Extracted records
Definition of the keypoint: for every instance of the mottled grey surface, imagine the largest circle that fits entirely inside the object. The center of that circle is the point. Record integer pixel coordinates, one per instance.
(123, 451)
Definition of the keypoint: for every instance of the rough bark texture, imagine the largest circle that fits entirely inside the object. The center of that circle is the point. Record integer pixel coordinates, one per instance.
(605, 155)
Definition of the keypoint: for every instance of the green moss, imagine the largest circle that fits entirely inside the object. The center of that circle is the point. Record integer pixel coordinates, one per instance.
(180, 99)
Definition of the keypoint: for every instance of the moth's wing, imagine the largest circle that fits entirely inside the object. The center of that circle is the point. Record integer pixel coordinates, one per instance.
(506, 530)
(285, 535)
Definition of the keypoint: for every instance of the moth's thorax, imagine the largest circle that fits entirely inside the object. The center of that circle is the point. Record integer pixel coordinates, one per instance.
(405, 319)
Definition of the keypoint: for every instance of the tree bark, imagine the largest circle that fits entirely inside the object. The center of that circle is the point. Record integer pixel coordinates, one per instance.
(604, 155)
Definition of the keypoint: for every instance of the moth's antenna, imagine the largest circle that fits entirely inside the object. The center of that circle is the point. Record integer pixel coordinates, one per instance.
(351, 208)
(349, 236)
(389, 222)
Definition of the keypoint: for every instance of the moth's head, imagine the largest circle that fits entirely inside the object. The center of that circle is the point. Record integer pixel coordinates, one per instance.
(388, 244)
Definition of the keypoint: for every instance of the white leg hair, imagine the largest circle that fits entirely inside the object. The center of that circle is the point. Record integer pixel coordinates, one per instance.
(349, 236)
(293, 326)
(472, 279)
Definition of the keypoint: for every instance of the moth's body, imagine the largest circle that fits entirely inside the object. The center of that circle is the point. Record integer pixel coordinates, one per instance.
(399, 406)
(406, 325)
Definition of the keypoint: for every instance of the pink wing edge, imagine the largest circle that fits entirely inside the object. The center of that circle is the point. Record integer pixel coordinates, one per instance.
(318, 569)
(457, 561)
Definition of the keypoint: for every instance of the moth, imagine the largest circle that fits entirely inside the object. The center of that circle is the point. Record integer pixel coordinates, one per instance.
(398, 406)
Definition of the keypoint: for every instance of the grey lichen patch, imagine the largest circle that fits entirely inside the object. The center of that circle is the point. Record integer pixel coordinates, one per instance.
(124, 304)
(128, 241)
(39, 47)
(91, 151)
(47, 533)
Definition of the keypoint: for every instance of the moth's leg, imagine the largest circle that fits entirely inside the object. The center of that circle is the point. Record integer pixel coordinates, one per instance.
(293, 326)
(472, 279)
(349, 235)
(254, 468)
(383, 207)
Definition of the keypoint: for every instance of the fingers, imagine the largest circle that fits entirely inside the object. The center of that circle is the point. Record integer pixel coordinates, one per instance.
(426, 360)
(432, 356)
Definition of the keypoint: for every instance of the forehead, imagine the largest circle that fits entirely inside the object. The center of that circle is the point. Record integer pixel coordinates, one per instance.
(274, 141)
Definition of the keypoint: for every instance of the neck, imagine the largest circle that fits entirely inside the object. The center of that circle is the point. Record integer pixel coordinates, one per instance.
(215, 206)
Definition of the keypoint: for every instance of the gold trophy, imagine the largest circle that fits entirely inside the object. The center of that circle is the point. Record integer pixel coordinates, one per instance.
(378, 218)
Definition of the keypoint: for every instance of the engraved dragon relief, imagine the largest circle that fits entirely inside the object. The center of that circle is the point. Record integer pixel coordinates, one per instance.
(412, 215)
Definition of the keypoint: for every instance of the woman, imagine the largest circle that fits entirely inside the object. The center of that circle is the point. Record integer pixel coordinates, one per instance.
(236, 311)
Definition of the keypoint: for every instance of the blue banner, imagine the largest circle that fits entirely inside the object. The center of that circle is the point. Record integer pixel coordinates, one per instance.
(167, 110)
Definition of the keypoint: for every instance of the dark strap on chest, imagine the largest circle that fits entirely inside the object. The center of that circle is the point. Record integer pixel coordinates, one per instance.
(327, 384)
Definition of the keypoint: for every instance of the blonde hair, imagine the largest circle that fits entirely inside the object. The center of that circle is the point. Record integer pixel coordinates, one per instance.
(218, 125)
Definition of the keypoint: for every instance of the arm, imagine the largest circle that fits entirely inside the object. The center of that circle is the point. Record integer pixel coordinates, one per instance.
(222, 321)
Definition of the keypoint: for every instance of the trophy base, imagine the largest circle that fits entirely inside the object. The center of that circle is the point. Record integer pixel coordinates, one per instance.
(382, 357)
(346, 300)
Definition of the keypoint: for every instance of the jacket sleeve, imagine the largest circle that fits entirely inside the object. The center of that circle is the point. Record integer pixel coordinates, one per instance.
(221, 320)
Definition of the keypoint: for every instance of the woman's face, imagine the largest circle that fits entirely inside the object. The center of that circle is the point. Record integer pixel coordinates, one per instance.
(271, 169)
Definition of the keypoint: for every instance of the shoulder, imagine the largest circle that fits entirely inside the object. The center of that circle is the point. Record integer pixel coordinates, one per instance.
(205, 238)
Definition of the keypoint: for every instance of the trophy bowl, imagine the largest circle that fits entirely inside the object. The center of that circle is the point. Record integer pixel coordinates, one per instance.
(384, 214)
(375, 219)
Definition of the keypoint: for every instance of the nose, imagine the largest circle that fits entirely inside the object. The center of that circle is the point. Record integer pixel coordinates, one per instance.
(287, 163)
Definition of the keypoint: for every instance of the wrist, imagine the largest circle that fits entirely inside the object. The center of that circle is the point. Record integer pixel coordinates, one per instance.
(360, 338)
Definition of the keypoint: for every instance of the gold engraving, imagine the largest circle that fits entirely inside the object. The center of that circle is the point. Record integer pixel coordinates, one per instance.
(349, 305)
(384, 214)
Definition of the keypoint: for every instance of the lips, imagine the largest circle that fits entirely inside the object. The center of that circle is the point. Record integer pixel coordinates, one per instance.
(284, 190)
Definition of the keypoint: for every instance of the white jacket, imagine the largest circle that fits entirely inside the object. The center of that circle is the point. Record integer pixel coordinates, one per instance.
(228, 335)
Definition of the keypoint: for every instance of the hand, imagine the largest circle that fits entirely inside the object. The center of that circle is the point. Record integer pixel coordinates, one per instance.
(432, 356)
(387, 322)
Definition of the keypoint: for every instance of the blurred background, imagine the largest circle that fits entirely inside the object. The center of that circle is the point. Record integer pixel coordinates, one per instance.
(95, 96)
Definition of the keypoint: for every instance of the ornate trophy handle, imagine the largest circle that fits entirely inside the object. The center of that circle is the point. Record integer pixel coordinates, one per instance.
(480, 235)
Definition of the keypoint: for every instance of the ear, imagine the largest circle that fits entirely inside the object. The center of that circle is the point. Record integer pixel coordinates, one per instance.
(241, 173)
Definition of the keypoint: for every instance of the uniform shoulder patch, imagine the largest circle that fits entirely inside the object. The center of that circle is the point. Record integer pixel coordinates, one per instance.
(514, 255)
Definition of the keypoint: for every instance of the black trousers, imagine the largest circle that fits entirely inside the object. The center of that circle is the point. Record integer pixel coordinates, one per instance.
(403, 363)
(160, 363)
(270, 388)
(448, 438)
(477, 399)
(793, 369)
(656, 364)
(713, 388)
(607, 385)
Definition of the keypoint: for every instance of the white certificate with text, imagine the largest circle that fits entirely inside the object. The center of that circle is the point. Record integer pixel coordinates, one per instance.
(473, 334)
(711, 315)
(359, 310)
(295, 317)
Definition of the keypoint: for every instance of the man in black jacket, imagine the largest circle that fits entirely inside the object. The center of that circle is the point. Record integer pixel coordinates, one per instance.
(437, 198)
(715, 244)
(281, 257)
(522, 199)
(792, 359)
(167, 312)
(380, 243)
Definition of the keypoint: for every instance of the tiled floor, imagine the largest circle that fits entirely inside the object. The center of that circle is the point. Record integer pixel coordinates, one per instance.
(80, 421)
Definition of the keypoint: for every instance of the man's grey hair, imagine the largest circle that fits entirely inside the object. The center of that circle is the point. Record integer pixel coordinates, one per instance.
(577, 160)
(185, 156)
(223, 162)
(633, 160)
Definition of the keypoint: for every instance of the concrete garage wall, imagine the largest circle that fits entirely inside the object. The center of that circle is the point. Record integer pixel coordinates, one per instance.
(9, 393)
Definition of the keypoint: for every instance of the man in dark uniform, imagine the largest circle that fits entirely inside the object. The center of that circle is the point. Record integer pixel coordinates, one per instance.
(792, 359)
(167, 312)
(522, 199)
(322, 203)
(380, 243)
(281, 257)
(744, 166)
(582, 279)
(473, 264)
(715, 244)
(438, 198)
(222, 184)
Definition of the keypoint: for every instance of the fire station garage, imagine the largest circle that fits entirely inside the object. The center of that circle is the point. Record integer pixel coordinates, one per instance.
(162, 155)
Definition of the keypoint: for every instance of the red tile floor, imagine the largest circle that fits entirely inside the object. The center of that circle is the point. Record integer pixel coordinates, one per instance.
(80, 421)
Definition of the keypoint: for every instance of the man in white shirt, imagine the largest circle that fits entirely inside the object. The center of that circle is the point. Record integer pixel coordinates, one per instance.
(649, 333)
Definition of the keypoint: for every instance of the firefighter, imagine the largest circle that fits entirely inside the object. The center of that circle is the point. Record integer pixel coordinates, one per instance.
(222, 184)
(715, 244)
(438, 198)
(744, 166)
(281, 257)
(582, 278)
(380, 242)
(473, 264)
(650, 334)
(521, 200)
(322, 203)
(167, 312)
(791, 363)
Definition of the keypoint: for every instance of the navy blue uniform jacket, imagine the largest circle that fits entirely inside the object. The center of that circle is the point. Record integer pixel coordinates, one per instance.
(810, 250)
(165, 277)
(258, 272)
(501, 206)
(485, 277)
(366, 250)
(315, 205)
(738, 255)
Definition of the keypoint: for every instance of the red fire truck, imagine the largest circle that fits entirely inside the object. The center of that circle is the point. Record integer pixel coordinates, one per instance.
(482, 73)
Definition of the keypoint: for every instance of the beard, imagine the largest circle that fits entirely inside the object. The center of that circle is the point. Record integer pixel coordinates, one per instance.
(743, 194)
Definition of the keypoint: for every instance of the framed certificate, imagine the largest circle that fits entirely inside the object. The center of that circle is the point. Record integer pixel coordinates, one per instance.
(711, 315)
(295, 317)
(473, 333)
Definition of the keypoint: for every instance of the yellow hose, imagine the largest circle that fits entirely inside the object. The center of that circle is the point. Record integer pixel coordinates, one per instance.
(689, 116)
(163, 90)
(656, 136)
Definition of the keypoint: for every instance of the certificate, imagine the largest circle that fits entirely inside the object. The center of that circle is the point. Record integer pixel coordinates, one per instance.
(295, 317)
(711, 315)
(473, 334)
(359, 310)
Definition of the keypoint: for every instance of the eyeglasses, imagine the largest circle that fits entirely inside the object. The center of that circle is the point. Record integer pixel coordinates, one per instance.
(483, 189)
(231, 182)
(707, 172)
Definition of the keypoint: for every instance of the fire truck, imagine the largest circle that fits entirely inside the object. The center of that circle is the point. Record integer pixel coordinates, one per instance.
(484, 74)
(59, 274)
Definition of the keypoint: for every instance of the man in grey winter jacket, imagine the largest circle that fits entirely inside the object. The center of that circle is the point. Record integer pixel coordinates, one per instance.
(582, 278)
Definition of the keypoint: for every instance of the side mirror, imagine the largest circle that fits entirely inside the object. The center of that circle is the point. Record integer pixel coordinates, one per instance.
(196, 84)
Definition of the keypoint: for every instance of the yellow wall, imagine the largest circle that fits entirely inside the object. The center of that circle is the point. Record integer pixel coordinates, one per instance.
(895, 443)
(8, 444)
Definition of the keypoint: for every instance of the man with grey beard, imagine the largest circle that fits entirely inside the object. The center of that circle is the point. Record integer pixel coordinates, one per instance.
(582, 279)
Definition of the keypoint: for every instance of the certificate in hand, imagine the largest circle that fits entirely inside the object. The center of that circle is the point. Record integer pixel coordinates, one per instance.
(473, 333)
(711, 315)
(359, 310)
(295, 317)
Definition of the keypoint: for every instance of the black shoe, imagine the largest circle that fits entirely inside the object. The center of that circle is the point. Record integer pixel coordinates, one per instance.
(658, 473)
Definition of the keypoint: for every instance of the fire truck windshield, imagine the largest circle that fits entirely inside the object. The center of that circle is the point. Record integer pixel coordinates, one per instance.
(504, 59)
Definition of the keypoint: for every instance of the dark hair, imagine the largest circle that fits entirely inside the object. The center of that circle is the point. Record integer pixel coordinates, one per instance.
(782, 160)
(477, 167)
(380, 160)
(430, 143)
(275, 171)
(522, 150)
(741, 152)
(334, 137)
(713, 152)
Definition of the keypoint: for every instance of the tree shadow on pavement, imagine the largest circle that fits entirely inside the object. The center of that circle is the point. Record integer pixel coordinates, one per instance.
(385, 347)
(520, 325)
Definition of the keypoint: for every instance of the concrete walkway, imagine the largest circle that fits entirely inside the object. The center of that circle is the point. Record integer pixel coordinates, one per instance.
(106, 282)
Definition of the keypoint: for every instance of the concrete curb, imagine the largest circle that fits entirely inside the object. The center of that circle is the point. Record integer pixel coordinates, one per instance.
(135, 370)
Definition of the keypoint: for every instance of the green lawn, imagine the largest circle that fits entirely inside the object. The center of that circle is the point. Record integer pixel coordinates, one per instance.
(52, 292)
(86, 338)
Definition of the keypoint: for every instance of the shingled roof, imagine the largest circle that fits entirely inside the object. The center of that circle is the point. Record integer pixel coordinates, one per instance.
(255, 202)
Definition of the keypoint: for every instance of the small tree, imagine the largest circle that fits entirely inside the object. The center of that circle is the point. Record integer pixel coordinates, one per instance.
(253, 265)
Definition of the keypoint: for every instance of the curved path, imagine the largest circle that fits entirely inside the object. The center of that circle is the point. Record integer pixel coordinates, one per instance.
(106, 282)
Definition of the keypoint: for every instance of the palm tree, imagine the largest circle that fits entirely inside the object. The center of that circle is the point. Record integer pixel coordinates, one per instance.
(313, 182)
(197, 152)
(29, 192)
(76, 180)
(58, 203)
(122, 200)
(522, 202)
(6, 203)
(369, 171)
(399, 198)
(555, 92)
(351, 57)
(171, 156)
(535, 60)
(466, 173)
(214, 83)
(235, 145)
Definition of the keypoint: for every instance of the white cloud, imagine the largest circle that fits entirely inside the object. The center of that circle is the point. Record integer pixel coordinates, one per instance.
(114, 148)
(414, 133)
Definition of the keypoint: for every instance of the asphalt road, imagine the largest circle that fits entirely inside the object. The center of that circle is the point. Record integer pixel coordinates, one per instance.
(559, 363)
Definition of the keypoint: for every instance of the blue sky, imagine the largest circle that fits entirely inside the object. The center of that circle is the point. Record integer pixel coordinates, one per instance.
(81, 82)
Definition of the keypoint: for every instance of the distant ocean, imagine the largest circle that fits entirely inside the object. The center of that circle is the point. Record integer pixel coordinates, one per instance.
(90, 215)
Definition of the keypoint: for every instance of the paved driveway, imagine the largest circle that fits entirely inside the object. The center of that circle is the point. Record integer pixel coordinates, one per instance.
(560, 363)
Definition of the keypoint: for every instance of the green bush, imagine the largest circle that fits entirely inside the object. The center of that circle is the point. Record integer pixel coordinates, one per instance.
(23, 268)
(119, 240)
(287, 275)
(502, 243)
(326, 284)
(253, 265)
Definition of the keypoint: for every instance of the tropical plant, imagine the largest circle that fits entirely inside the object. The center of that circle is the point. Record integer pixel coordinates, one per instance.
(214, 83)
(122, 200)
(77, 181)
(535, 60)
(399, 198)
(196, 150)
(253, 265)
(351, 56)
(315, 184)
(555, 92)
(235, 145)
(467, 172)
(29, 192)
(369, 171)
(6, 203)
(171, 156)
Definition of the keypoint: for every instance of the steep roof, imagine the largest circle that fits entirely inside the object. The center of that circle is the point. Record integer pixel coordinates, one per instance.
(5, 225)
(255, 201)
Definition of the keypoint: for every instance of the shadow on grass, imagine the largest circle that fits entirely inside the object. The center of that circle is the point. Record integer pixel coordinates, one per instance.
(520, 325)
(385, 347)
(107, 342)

» WHAT IS REQUIRED
Transcribe word for word the lines from the one holding "Definition of the keypoint: for every instance of the tropical" to the last line of the listing above, inclusive.

» WRITTEN SOLUTION
Definition of the keypoint: for every instance of the tropical plant, imagine the largest circle that fits entirely inside the object. The center of that circle is the point. Record integer pixel coordinates, one per instance.
(214, 83)
(122, 200)
(77, 181)
(535, 60)
(399, 198)
(196, 150)
(253, 265)
(351, 56)
(315, 184)
(555, 92)
(235, 145)
(467, 172)
(29, 192)
(369, 171)
(6, 203)
(171, 156)
Definition of the keypoint: for every instance of the steep roof, imagine the largest circle that fits entirely inside the object. The center of that circle is the point. Record integer pixel coordinates, one per instance.
(5, 225)
(255, 201)
Definition of the keypoint: for every instance of the shadow on grass, imagine the largest circle that fits entirely inside the object. The center of that circle is the point. Record integer pixel coordinates, one per instance.
(520, 325)
(385, 347)
(107, 342)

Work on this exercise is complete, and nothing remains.